-- The data --
★ ★ ★

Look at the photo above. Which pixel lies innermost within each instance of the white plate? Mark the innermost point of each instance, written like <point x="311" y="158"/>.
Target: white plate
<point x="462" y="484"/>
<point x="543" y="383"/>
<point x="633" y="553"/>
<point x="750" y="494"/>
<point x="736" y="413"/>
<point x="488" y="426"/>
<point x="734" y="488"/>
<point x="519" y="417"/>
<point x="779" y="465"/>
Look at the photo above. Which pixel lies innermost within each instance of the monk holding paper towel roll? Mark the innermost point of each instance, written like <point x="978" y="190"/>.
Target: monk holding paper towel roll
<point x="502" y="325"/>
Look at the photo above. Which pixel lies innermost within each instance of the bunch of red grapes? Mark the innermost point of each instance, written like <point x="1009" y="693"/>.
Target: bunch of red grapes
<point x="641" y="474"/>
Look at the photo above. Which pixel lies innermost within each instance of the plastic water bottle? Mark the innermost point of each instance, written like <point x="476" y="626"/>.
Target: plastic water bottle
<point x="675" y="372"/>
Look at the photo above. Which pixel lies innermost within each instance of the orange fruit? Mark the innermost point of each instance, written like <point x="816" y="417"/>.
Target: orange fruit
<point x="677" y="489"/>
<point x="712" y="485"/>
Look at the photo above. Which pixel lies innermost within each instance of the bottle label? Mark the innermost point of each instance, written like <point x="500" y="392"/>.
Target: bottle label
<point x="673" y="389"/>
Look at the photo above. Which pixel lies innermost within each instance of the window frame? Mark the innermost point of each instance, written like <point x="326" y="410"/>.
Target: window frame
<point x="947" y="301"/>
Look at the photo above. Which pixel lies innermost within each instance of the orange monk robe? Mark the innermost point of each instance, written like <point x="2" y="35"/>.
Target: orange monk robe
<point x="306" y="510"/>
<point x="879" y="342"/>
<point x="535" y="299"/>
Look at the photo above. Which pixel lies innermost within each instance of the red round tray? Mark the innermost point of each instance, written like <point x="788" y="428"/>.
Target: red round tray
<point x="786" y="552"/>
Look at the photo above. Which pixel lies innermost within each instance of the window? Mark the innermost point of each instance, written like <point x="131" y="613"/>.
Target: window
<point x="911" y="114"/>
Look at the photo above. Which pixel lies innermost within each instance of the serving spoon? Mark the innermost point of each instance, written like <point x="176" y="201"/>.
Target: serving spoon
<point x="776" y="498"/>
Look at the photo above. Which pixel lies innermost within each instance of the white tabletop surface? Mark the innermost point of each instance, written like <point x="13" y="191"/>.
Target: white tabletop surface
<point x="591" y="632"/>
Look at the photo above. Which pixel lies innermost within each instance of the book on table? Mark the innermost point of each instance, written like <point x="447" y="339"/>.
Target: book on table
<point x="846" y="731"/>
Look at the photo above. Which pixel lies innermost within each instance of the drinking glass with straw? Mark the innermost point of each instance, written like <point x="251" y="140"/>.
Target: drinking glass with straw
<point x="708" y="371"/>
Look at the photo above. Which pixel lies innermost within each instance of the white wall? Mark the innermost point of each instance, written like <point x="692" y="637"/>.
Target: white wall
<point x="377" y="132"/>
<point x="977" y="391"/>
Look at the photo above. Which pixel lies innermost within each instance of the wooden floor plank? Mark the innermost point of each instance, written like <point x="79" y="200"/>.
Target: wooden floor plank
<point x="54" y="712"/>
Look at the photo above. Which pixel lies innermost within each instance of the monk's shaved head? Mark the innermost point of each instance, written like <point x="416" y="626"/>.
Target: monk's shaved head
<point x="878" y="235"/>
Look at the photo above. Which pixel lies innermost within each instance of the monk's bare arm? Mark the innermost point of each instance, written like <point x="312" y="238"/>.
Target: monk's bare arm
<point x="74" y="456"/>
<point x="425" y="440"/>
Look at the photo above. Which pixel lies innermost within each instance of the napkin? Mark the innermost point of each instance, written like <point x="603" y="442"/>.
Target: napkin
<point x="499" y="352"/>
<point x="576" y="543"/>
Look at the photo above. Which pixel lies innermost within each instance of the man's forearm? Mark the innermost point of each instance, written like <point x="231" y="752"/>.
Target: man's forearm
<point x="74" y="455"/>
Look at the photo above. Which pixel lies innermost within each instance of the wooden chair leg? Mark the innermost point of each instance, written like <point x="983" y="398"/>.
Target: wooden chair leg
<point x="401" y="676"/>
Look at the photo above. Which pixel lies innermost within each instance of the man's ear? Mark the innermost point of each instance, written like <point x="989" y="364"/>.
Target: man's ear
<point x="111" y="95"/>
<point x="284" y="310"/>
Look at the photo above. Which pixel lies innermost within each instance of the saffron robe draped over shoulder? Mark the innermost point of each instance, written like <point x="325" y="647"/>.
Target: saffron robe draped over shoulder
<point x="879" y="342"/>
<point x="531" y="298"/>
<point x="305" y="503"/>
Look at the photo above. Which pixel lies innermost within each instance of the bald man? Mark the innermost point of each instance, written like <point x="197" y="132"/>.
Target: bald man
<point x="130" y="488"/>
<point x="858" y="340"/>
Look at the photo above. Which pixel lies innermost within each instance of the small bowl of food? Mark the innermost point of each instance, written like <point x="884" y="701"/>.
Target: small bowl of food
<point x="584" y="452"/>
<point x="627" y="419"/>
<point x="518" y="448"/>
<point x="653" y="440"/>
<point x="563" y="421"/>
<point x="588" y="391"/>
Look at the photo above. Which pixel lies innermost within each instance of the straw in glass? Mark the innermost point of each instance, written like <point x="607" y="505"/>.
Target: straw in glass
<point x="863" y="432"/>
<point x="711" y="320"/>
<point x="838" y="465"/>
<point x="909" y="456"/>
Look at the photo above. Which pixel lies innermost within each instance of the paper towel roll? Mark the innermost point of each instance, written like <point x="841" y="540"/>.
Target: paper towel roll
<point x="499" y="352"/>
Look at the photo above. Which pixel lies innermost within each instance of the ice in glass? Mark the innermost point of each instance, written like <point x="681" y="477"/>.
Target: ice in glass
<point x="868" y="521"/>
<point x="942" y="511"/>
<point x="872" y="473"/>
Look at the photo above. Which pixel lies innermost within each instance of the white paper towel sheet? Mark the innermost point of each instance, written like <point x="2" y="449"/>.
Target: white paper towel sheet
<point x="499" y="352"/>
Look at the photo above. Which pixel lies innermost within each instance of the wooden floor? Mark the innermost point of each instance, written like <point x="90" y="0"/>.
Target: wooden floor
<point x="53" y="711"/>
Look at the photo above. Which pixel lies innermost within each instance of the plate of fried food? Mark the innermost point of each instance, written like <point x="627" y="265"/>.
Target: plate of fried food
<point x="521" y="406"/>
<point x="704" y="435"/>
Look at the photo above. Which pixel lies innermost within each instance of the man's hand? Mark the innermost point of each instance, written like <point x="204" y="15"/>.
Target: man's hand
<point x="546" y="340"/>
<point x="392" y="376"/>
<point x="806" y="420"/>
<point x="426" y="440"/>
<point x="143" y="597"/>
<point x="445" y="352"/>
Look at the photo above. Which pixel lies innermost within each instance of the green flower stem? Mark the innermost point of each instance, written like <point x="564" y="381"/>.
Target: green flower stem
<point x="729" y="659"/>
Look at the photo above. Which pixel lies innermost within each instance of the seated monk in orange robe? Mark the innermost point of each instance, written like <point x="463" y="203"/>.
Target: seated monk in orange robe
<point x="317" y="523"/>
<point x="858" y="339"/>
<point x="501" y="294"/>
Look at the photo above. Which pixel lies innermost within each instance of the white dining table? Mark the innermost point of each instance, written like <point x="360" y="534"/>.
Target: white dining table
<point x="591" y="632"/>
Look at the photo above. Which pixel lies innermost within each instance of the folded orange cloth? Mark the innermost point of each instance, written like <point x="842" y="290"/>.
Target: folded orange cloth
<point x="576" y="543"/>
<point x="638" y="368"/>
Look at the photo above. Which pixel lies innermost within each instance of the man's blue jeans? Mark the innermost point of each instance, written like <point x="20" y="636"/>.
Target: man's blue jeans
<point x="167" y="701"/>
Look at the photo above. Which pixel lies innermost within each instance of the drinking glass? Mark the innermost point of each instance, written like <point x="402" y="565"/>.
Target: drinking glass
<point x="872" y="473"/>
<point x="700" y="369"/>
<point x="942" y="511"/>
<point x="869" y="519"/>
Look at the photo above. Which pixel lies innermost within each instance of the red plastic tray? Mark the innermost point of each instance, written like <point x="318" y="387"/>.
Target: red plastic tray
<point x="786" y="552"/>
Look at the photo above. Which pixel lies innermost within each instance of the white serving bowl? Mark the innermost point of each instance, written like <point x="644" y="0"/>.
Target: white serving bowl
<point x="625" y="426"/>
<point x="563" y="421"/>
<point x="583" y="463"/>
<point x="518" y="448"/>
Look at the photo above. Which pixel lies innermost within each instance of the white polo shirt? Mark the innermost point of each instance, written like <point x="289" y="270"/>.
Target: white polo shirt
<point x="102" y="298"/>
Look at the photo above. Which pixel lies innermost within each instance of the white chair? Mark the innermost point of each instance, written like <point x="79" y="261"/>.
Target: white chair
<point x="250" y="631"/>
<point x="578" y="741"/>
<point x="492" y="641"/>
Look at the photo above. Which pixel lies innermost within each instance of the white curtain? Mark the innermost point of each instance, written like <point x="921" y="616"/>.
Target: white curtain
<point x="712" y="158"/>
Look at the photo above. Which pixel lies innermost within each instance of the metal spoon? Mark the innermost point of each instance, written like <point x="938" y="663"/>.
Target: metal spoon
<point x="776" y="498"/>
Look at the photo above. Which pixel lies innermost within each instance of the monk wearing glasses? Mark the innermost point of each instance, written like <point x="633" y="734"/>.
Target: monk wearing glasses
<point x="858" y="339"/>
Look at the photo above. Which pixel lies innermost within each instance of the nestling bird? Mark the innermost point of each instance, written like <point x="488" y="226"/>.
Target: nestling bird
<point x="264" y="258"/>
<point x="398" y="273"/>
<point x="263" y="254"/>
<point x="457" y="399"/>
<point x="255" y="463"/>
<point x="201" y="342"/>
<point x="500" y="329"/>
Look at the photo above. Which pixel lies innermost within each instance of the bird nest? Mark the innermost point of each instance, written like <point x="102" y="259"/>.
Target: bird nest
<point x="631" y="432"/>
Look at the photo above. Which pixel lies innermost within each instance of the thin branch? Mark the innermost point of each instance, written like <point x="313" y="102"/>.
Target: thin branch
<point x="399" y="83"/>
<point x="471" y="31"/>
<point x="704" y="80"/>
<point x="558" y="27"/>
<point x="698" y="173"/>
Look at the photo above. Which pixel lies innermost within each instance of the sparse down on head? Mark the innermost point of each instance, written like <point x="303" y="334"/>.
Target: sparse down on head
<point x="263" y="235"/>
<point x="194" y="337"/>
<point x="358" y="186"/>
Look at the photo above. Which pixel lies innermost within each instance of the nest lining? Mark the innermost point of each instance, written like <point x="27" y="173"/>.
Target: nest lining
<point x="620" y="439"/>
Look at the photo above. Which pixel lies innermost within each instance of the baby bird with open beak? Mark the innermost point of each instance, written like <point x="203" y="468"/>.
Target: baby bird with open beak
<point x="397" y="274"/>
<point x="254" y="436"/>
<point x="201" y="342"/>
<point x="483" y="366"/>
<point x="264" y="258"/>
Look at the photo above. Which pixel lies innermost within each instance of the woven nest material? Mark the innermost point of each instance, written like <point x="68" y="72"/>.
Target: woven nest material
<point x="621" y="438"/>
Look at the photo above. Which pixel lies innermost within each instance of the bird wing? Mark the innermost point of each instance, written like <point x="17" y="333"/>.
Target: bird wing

★ ★ ★

-- Written problem --
Reproduce the listing above exactly from the line containing "the nest lining?" through its last line, with both of those lines included.

-- Output below --
Look at the photo above. Which pixel lies innermost within each instance of the nest lining? Mark the innermost point of each instance, written like <point x="27" y="173"/>.
Target: nest lining
<point x="620" y="439"/>
Look at the photo above. Which pixel lies innermost within each instance of the baby bird with open beak? Mark the innermost point of each instance, written like <point x="203" y="468"/>.
Target: baby bird with open beak
<point x="397" y="274"/>
<point x="254" y="436"/>
<point x="201" y="342"/>
<point x="483" y="366"/>
<point x="264" y="258"/>
Look at the photo above. Which pixel lies innermost within each instance of the woven nest material? Mark the innermost point of each instance, written like <point x="68" y="72"/>.
Target: woven nest material
<point x="621" y="438"/>
Look at the photo above. Which pixel lies innermost within each instance of the bird wing? Mark the innermost point of each instance, written like <point x="17" y="333"/>.
Target: bird wing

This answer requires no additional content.